Study text »
━━━
From the sparsely dotted Chinese walking man to the top-hat-wearing, cane-bearing Dane, almost a hundred “walking men” are displayed life-size on banners that line the sidewalk.
“It’s important to me that they are on human scale because they really represent us,” said Ms. Barkai.
Only rarely are the icons depicted as women, she noted. Of the hundreds of images in her collection, Ms. Barkai has only “about six or seven women, mostly from European countries.”
— blogs.wsj.com
5 Comments
it's likely she's right, that there is a male bias. but...
i'd argue that 1 & 4 could easily be women. possibly 2, too. is the artist assuming dresses=women? long hair=women?
i'd want the artist to suggest a way to be gender-generic without her assuming the symbol is of a man.
...in other words, what does her reading of pedestrian traffic icons say about her culture?
The issue is that the Default Human, in everything from pedestrian symbols to airline seat width to medical research, is a Caucasian male. There is no gender-generic in our world, yet. So women are expected to see a male figure as the norm, as do men. If every ped symbol in the world tomorrow turned female, not with a skirt and ponytail but with narrower shoulders, rounder hips, etc., would males better start to understand humanness as multi-gendered?
...because I argue that in general males tend to *not* view humanness as multi-gendered, unless they really consider it as a topic, while women do. Men who have female children also do, for the most part.
━━━
Dataset content »
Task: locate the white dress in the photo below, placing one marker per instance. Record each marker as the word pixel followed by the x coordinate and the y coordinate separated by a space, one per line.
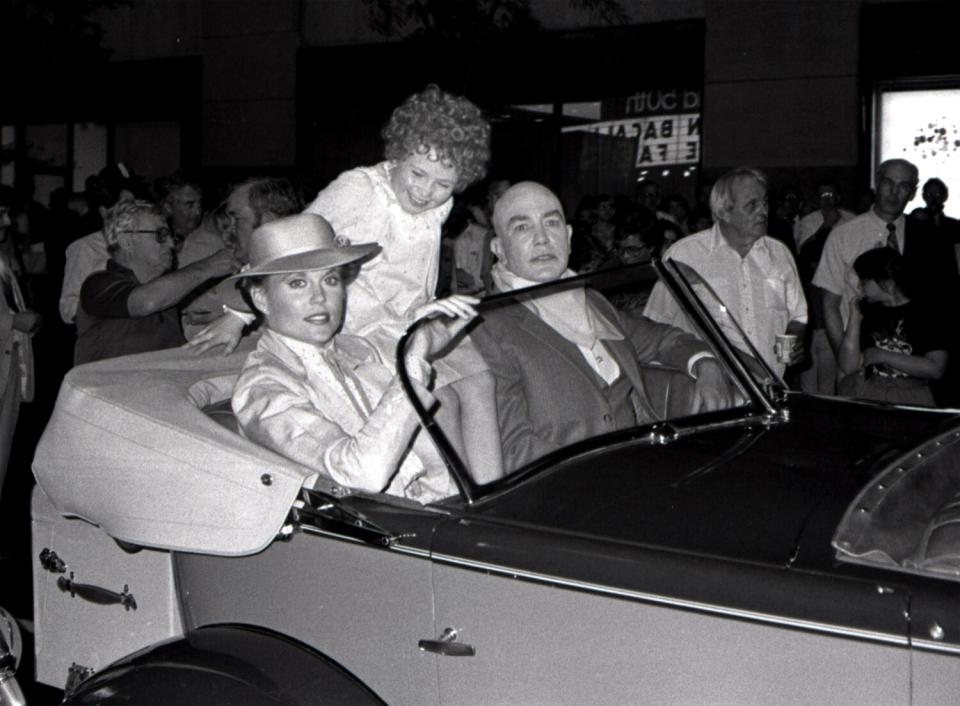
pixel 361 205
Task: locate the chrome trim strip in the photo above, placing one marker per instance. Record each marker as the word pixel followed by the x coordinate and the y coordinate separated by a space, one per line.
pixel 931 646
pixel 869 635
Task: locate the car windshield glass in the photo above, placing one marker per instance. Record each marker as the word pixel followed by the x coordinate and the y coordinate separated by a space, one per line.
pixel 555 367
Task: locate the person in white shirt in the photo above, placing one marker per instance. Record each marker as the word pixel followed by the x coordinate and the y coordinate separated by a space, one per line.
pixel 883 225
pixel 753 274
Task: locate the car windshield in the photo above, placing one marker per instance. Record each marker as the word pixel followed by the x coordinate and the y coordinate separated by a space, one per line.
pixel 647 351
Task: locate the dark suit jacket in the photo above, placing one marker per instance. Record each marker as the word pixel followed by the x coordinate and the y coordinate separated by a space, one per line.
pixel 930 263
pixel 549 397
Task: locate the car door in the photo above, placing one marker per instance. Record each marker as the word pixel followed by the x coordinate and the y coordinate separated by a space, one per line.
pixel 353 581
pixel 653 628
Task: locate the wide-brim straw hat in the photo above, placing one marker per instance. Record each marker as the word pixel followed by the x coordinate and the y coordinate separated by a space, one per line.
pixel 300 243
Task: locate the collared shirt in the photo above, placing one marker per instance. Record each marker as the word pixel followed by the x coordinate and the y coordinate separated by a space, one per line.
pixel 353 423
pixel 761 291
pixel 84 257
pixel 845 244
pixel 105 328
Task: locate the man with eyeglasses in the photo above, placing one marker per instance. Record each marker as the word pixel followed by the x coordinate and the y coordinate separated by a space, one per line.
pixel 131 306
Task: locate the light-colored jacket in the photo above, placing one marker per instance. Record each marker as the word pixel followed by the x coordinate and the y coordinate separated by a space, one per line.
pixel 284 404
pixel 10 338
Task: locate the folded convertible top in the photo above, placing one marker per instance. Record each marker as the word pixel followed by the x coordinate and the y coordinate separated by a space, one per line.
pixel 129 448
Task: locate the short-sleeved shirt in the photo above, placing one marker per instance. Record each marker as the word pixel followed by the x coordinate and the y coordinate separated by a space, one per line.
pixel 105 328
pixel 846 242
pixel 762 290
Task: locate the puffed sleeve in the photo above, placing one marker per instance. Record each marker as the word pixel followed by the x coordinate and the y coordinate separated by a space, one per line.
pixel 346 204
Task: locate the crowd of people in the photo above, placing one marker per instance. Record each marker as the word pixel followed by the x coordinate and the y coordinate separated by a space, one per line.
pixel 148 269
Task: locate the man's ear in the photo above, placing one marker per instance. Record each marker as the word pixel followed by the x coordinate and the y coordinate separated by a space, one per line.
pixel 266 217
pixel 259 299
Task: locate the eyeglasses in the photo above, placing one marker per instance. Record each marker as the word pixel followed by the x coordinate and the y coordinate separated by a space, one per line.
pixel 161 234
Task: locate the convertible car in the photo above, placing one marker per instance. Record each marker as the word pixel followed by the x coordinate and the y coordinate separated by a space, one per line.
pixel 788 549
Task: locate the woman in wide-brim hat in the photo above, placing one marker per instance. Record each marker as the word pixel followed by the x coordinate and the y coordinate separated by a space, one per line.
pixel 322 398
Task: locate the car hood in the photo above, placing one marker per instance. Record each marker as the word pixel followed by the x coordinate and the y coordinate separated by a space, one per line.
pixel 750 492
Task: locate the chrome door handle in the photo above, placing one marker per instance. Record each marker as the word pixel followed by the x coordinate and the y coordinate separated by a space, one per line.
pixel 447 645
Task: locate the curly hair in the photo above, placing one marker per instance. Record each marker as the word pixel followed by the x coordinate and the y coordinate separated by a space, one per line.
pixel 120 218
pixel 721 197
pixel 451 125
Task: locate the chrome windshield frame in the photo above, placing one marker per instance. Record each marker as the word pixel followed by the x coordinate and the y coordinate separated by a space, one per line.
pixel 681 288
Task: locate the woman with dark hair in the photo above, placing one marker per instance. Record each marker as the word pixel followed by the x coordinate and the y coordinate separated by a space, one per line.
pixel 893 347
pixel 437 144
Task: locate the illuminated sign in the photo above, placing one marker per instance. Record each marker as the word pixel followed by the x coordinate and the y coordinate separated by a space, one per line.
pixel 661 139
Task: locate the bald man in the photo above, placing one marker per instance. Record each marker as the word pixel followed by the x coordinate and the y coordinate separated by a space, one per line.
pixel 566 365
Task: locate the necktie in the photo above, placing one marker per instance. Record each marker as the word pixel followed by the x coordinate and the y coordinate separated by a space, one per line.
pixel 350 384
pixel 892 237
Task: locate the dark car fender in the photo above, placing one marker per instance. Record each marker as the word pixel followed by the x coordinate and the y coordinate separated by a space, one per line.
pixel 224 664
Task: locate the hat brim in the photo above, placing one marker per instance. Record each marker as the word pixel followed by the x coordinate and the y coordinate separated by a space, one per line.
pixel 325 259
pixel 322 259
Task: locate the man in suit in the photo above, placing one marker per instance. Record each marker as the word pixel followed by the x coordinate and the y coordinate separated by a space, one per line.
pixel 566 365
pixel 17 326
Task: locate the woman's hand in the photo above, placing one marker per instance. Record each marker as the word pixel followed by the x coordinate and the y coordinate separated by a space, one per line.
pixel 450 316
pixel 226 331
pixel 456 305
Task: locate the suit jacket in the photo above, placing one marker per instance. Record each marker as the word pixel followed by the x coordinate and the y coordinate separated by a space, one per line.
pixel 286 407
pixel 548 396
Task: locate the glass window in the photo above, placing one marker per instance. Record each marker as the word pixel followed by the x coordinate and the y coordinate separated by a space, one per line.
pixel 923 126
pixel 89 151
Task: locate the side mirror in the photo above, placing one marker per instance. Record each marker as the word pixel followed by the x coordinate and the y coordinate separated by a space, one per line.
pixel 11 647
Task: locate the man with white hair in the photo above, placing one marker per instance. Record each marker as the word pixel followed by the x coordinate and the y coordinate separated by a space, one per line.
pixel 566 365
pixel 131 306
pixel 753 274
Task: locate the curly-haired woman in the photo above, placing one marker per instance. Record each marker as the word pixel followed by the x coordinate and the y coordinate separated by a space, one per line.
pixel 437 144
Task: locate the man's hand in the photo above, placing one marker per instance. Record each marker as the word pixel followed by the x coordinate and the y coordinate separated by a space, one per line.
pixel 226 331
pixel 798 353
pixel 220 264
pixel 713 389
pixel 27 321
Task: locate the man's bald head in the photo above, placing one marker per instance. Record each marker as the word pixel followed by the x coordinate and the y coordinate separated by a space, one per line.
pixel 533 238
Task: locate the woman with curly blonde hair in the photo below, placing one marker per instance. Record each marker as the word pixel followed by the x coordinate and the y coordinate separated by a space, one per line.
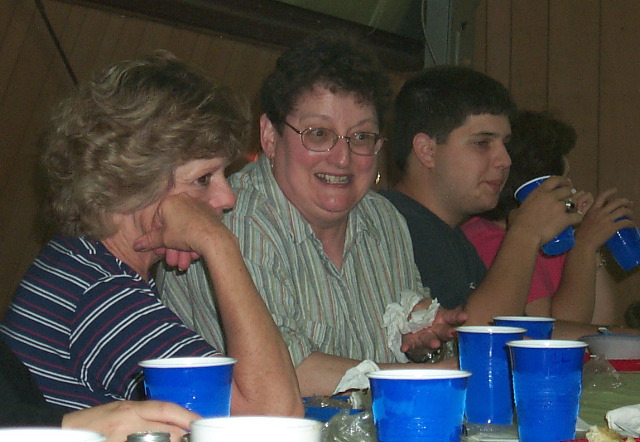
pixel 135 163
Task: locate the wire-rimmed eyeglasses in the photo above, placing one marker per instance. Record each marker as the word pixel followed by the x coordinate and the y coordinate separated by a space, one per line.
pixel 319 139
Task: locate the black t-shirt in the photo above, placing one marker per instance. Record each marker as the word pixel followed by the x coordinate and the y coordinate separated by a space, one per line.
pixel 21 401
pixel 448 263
━━━
Exercise instructions »
1. Copy the text about pedestrian walking-man icons word for word. Begin at the words "From the sparsely" and stop after "line the sidewalk.".
2. Proceed with the text about pedestrian walking-man icons, picking up after its final sentence.

Outputs in order »
1.
From the sparsely dotted Chinese walking man to the top-hat-wearing, cane-bearing Dane, almost a hundred “walking men” are displayed life-size on banners that line the sidewalk.

2.
Cannes obviously has a gender bias, and due to the sholder to waist ratio I would argue Calcutta does as well. However, my (admittedly male) eyes don't see a gender bias in Chicago or Blois. You could maybe argue that the left arm of the Chicago figure looks proportionally a bit masculine, but other than that I don't see a gender. The shoulders are basically absent, the waist is unrealistically consistent from the chest down, and the head is out of proportion with both a male and female figure. If anything I'd argue that in an effort to encompass both genders it reflects neither.
Blois just looks like Superman wearing Jinkos.
I agree with Donna about males not tending to view humanness as multi-gendered. That's why Hillary Clinton recently said that "women's rights are human rights", becasue if it where truly seen that way, we'd be (as a society) up in arms about the status of women in many countries where mysoginy hides behind "culture and tradition".